◆ What you will do ◆
Retype every entry precisely and keep each line whole.

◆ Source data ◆
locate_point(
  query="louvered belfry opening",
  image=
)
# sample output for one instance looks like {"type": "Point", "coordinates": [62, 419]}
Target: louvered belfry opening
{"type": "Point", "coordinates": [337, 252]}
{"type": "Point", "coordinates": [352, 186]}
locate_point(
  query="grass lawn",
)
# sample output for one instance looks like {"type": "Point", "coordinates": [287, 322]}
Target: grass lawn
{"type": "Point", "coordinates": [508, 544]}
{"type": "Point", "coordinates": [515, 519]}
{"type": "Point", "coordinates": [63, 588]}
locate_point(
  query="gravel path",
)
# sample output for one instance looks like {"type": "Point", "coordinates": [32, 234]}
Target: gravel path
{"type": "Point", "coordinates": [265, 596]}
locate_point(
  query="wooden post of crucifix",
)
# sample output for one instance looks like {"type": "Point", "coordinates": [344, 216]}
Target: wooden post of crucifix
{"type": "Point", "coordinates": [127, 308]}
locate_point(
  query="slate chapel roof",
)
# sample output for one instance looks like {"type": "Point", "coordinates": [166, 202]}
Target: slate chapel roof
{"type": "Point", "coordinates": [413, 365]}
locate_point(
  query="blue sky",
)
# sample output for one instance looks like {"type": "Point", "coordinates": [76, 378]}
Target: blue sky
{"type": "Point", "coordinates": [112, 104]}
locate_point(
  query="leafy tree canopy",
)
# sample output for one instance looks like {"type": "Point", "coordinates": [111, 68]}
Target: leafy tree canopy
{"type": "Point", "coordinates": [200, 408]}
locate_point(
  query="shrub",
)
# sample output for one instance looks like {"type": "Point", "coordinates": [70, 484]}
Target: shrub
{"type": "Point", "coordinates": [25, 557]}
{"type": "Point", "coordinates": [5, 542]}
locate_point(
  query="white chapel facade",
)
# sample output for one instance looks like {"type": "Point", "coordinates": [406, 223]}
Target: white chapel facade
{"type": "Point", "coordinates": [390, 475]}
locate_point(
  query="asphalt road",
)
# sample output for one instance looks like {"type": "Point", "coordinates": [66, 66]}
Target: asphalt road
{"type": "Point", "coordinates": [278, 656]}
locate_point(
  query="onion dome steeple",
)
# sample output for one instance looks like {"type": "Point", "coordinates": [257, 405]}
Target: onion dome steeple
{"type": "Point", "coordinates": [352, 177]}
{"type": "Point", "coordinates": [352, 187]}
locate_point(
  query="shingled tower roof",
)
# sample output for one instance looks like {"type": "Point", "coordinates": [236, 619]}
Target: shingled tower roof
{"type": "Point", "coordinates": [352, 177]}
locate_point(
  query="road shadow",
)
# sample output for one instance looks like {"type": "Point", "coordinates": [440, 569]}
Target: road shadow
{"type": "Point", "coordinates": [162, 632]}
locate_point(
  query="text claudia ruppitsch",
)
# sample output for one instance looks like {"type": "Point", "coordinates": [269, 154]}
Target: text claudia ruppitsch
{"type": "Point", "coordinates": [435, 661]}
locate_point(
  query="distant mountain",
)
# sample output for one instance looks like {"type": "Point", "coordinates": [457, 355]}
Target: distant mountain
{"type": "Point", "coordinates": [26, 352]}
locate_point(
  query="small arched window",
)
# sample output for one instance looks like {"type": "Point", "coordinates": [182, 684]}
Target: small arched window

◆ The completed task ◆
locate_point(
  query="louvered belfry opening",
  image=
)
# sample output for one instance looks like {"type": "Point", "coordinates": [62, 419]}
Target: louvered belfry opening
{"type": "Point", "coordinates": [337, 252]}
{"type": "Point", "coordinates": [352, 186]}
locate_point(
  query="grass lawn",
)
# sample output for one instance looks like {"type": "Point", "coordinates": [287, 322]}
Target: grass lawn
{"type": "Point", "coordinates": [508, 544]}
{"type": "Point", "coordinates": [515, 519]}
{"type": "Point", "coordinates": [63, 588]}
locate_point(
  query="gravel path",
)
# sample output for one instance looks like {"type": "Point", "coordinates": [32, 234]}
Target: gravel path
{"type": "Point", "coordinates": [265, 596]}
locate_point(
  query="wooden post of crucifix",
)
# sample output for one instance looks like {"type": "Point", "coordinates": [344, 216]}
Target: wooden post of crucifix
{"type": "Point", "coordinates": [127, 308]}
locate_point(
  query="slate chapel roof",
)
# sample output for one instance looks like {"type": "Point", "coordinates": [166, 202]}
Target: slate chapel roof
{"type": "Point", "coordinates": [413, 365]}
locate_point(
  query="blue sky",
)
# sample output for one instance looks like {"type": "Point", "coordinates": [76, 378]}
Target: blue sky
{"type": "Point", "coordinates": [112, 104]}
locate_point(
  query="leafy tree canopy",
)
# sample output for one instance looks like {"type": "Point", "coordinates": [111, 68]}
Target: leafy tree canopy
{"type": "Point", "coordinates": [200, 408]}
locate_point(
  query="shrub",
)
# sample output for one instance looks like {"type": "Point", "coordinates": [70, 484]}
Target: shrub
{"type": "Point", "coordinates": [25, 557]}
{"type": "Point", "coordinates": [5, 542]}
locate_point(
  query="white chapel facade",
)
# sample output for one instance looks like {"type": "Point", "coordinates": [406, 223]}
Target: white chapel facade
{"type": "Point", "coordinates": [390, 475]}
locate_point(
  query="asphalt road",
)
# sample output for one instance looks like {"type": "Point", "coordinates": [66, 66]}
Target: asphalt road
{"type": "Point", "coordinates": [278, 656]}
locate_point(
  query="onion dome steeple",
)
# sample output for one instance looks like {"type": "Point", "coordinates": [257, 405]}
Target: onion dome steeple
{"type": "Point", "coordinates": [352, 177]}
{"type": "Point", "coordinates": [352, 187]}
locate_point(
  query="shingled tower roof",
)
# sample output for one instance looks like {"type": "Point", "coordinates": [236, 619]}
Target: shingled tower roof
{"type": "Point", "coordinates": [352, 177]}
locate_point(
  query="road shadow",
)
# sample output for one instance looks like {"type": "Point", "coordinates": [440, 569]}
Target: road shadow
{"type": "Point", "coordinates": [162, 632]}
locate_point(
  query="text claudia ruppitsch",
)
# sample output for one instance looks like {"type": "Point", "coordinates": [269, 154]}
Target: text claudia ruppitsch
{"type": "Point", "coordinates": [435, 661]}
locate_point(
  query="distant mountain",
)
# sample output for one instance looks like {"type": "Point", "coordinates": [457, 355]}
Target: distant mountain
{"type": "Point", "coordinates": [26, 352]}
locate_point(
  query="small arched window",
)
# sample output for one instance looks like {"type": "Point", "coordinates": [182, 684]}
Target: small arched window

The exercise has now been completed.